__Required work__
Please convert the material below into a JSON list of strings, one string per line, leaving out blank lines.

-- Stored rows start --

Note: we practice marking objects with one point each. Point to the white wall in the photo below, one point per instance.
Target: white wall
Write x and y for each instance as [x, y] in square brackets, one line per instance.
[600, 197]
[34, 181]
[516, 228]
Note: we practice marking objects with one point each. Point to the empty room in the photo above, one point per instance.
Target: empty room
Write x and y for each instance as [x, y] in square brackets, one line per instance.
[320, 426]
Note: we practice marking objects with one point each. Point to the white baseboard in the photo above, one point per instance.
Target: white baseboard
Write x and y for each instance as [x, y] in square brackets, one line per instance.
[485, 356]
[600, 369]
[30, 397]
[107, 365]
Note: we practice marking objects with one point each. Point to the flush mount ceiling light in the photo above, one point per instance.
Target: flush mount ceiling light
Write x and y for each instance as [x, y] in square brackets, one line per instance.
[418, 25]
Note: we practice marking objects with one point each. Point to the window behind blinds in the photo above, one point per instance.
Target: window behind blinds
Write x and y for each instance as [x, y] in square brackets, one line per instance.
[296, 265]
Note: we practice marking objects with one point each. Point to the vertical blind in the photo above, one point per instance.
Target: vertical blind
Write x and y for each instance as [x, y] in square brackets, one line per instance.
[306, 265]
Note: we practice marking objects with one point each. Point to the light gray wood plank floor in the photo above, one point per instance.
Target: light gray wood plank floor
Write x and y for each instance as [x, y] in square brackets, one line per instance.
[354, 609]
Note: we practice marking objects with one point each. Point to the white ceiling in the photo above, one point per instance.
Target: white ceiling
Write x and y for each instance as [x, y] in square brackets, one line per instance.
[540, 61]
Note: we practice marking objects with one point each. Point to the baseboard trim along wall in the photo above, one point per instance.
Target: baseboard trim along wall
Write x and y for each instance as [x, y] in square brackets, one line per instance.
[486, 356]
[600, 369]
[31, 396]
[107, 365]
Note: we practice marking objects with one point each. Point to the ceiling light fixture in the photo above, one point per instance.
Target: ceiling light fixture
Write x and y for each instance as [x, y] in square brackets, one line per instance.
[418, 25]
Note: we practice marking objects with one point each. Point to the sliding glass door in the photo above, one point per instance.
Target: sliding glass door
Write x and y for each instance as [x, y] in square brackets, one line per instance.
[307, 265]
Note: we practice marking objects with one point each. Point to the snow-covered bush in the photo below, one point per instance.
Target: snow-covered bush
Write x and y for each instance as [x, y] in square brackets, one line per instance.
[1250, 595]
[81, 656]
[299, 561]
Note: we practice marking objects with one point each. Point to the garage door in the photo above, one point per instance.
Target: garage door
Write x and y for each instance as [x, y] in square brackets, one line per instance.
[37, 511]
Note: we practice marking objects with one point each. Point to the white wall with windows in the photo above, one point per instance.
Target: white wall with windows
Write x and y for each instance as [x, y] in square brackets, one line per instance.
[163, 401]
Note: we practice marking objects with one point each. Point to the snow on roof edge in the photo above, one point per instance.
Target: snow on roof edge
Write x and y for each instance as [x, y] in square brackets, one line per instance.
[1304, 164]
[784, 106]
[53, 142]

-- Stored rows end --

__Exercise response__
[
  "Note: we practice marking objects with one point each. Point to the white wall in the photo below, one point per instance.",
  "Target: white wall",
  "Write x and y for each instance as [x, y] in square brackets, one line per instance.",
  "[600, 197]",
  "[34, 181]",
  "[516, 228]",
  "Note: we practice marking objects with one point each. Point to the empty room in the photo above, one point per instance.",
  "Target: empty room",
  "Write x and y for each instance as [x, y] in square brackets, one line per instance.",
  "[320, 426]",
  "Note: we practice marking objects with one point each. Point to the white baseboard in the photo above, one point per instance.",
  "Target: white baseboard",
  "Write x and y for each instance as [x, y] in square brackets, one line per instance.",
  "[485, 356]",
  "[600, 369]",
  "[30, 397]",
  "[107, 365]",
  "Note: we practice marking objects with one point each. Point to the flush mount ceiling light in the photo above, one point per instance.",
  "Target: flush mount ceiling light",
  "Write x and y for each instance as [x, y] in square brackets, one line per instance.",
  "[418, 25]",
  "Note: we practice marking objects with one point each. Point to the window behind blinds in the photo above, one point per instance.",
  "Target: window behind blinds",
  "Write x and y for each instance as [x, y] in square brackets, one line per instance.",
  "[296, 265]",
  "Note: we practice marking objects with one point each. Point to the vertical blind in the photo above, one point per instance.",
  "Target: vertical blind",
  "Write x and y for each instance as [x, y] in square brackets, one line per instance.",
  "[306, 265]",
  "Note: we practice marking objects with one point each. Point to the light gray wood plank floor in the photo above, one point per instance.",
  "Target: light gray wood plank floor",
  "Write x and y for each instance as [x, y] in square brackets, one line per instance.",
  "[354, 609]",
  "Note: we practice marking objects with one point each. Point to the white ceiling in the photo above, one point per instance.",
  "Target: white ceiling",
  "Write x and y for each instance as [x, y] in square brackets, one line per instance.",
  "[540, 61]",
  "Note: we practice marking objects with one point each. Point to the baseboard trim along wall in the photo above, one point per instance.",
  "Target: baseboard trim along wall",
  "Write x and y for each instance as [x, y] in square brackets, one line per instance.",
  "[486, 356]",
  "[600, 369]",
  "[31, 396]",
  "[107, 365]",
  "Note: we practice marking objects with one point each. Point to the ceiling light fixture in the photo above, one point per instance.",
  "Target: ceiling light fixture",
  "Write x and y for each instance as [x, y] in square brackets, one line per instance.",
  "[418, 25]",
  "Note: we practice marking objects with one point each. Point to the sliding glass door in the photo above, one point per instance.",
  "Target: sliding glass door",
  "Write x and y for each instance as [x, y] in square brackets, one line per instance.",
  "[307, 265]",
  "Note: we practice marking objects with one point each. Point to the snow-covered bush in the photo below, one point per instance.",
  "Target: snow-covered bush",
  "Write x and y for each instance as [x, y] in square brackets, one line per instance.",
  "[1250, 595]",
  "[81, 656]",
  "[299, 561]",
  "Note: we practice marking objects with one point each. Point to the garage door in the photo above, one point per instance.",
  "Target: garage door",
  "Write x and y for each instance as [x, y] in square brackets, one line per instance.",
  "[37, 511]",
  "Note: we practice marking objects with one point each. Point to the white wall with windows in the photo above, one point per instance.",
  "Target: white wall with windows",
  "Write x and y for each instance as [x, y] in square brackets, one line per instance.",
  "[163, 401]",
  "Note: we practice marking objects with one point each. Point to the snow on roof edge in the photo above, one point per instance.",
  "Target: snow on roof edge",
  "Write x and y for each instance as [x, y] in square brackets, one line per instance.",
  "[1304, 164]",
  "[784, 106]",
  "[53, 142]"
]